Enunciado 1 -> Repete tal e qual as linhas dos registos, desde a linha que contém "For every instance of the white built-in" até ao fim dos registos, incluindo a primeira e a última linha.
++++ Texto fornecido
Depois dos Gojira, no primeiro dia, os Mastodon ofereceram outra noite triunfal aos headbangers presentes no VOA – Heavy Rock Festival, comprovando porque são, cada vez mais, uma das maiores bandas de metal das últimas duas décadas.
Sobre os GAEREA, repescados à última hora para este cartaz, após o cancelamento de Sylosis, bastaria dizer que poucas outras bandas portuguesas poderiam aceitar essa urgência com a solidez do jovem grupo portuense. Esta semana anunciaram um novo trabalho. “Mirage” é o terceiro álbum na discografia da banda portuense e foi inteiramente concretizado em Portugal, junto de Miguel Tereso, que o captou, misturou e masterizou nos Demigod Recordings. Além disso, a banda tem estado num frenesim de actividade de palco. Depois de terem completado uma rota no Reino Unido e ter feito a sua estreia no gigantesco Hellfest Open Air, por estes dias o quarteto passou também no Resurrection Fest, em Viveiro. Portanto, a data no VOA foi quase uma formalidade, digamos assim e com o melhor dos sentidos, para a rodagem que os músicos apresentam. O concerto levantou uma questão e se esta será permanente, pois a banda apresentou-se com alguns ajustes na formação, aparentemente sem o habitual vocalista e com um dos guitarristas (suspeitamos que fosse Guilherme Henriques) a assumir também o trabalho vocal, deixando mesmo a guitarra de lado no último tema. O recente single “Salve”, tocado entre “Conspiranoia”, “Null” e “Urge”, destacou-se num concerto que, com um ambiente mais apropriado, poderia ter sido muito mais que apenas muito competente.
++++++++
++++ Registos da tarefa
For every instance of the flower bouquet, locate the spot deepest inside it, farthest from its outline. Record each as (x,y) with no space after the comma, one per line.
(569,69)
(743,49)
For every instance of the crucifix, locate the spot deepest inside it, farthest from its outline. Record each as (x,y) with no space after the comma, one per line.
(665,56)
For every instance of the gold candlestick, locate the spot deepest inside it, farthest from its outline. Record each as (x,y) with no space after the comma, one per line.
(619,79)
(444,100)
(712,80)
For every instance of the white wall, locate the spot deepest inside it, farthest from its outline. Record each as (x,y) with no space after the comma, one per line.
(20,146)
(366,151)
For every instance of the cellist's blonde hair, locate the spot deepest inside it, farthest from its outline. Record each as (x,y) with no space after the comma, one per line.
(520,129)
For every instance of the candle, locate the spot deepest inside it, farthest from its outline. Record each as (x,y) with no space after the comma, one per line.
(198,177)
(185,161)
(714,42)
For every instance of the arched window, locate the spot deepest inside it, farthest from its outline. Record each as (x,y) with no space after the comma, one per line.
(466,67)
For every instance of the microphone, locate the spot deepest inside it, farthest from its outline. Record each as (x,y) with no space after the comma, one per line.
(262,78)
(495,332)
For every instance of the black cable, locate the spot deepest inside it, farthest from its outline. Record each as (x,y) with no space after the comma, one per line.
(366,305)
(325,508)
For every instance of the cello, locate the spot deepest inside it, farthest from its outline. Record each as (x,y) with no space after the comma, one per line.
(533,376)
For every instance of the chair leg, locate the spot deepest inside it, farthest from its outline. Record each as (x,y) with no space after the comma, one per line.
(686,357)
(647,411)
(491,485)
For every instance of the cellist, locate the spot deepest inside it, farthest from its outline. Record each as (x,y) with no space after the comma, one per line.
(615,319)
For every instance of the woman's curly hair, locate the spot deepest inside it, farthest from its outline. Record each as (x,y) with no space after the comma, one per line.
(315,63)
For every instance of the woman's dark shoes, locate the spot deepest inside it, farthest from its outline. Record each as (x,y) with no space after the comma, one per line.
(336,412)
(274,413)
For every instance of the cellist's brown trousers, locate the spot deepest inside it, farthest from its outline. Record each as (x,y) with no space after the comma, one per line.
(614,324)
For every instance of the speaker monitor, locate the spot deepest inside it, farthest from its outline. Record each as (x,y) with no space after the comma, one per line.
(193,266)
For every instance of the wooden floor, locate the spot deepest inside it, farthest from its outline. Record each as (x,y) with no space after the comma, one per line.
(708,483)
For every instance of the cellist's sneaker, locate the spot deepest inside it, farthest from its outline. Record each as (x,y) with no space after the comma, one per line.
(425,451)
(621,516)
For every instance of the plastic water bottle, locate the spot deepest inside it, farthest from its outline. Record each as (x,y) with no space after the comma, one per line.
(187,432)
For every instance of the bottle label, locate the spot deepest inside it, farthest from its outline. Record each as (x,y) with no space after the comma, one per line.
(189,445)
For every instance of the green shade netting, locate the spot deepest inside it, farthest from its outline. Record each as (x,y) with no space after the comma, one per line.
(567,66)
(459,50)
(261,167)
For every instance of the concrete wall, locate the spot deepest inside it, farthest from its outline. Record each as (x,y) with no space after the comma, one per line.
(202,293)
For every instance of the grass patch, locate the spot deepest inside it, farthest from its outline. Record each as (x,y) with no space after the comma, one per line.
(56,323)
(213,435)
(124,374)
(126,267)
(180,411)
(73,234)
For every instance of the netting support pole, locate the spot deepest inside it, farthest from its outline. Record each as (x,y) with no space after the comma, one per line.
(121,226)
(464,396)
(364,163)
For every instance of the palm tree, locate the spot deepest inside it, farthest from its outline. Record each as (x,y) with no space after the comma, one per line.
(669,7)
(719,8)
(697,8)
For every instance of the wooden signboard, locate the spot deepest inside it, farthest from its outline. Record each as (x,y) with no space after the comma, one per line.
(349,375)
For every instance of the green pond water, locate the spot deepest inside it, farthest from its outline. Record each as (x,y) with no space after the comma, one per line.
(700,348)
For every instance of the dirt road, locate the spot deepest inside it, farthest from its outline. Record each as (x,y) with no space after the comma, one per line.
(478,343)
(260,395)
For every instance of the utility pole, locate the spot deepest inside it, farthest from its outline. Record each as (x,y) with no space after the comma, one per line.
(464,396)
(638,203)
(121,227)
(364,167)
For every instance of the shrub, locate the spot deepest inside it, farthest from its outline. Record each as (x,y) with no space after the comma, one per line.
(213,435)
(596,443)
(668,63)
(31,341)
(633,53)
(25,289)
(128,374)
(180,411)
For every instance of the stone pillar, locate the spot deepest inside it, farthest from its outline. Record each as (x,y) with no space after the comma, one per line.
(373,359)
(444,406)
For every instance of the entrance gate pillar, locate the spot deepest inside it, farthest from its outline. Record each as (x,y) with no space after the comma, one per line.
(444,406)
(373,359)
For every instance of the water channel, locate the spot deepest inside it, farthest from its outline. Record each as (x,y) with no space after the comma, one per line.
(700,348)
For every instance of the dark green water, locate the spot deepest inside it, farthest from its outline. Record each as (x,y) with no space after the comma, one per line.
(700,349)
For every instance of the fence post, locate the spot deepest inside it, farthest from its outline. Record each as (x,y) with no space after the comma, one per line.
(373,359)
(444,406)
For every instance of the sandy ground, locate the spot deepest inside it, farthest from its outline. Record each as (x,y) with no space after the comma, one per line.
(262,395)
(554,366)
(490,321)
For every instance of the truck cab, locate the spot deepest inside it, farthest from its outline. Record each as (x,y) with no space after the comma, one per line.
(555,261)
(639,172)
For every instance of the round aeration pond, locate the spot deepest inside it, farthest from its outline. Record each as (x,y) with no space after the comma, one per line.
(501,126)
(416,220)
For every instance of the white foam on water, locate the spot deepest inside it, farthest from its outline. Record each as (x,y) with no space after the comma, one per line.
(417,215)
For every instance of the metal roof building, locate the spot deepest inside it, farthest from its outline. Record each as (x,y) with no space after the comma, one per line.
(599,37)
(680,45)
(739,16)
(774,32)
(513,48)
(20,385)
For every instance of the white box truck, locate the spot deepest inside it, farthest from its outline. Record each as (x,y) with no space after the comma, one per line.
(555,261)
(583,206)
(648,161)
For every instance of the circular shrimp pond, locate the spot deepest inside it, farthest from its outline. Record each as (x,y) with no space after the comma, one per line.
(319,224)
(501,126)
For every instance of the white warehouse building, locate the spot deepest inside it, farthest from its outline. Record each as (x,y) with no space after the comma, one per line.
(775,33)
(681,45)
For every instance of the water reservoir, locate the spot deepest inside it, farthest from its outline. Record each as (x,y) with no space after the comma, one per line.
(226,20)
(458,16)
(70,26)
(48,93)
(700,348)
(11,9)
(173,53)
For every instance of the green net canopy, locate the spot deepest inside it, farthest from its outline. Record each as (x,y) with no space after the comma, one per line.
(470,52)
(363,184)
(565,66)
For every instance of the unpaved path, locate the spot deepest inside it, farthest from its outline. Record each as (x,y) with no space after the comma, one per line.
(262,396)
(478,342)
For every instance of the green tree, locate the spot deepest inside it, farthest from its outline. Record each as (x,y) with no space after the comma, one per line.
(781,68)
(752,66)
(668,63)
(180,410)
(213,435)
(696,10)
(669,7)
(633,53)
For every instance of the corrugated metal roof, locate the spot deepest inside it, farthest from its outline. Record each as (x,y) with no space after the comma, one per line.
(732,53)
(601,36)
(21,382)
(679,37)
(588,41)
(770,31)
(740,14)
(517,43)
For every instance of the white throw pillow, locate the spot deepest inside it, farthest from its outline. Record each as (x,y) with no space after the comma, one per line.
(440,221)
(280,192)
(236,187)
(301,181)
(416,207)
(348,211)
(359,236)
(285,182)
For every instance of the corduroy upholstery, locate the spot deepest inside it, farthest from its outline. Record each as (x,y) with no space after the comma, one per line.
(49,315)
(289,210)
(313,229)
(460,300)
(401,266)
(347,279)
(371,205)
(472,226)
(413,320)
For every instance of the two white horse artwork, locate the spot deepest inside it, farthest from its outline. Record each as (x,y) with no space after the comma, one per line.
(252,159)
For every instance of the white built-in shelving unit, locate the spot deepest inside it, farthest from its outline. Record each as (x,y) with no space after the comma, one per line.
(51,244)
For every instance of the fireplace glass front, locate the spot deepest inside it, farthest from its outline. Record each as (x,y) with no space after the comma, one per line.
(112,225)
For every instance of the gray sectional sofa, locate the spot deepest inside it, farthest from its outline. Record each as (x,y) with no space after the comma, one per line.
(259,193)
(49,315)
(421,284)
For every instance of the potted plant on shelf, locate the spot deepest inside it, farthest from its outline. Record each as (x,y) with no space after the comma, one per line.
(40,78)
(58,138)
++++++++
Enunciado 2 ->
Responde a estas perguntas sobre o texto fornecido:
(a) O cancelamento de que banda levou os GAEREA a entrar no cartaz?
(b) Quem captou, misturou e masterizou o álbum "Mirage"?
(c) Em que festival, em Viveiro, tocou o quarteto por estes dias?

Resposta escrita 1 ->
For every instance of the white built-in shelving unit, locate the spot deepest inside it, farthest from its outline. Record each as (x,y) with no space after the comma, one per line.
(51,244)
For every instance of the fireplace glass front, locate the spot deepest inside it, farthest from its outline. Record each as (x,y) with no space after the comma, one per line.
(112,225)
For every instance of the gray sectional sofa, locate the spot deepest inside it, farthest from its outline. Record each as (x,y) with no space after the comma, one per line.
(259,193)
(49,315)
(421,284)
For every instance of the potted plant on shelf, locate the spot deepest inside it, farthest from its outline. Record each as (x,y) with no space after the comma, one per line.
(40,78)
(58,138)

Resposta escrita 2 ->
(a) Sylosis.
(b) Miguel Tereso, nos Demigod Recordings.
(c) No Resurrection Fest.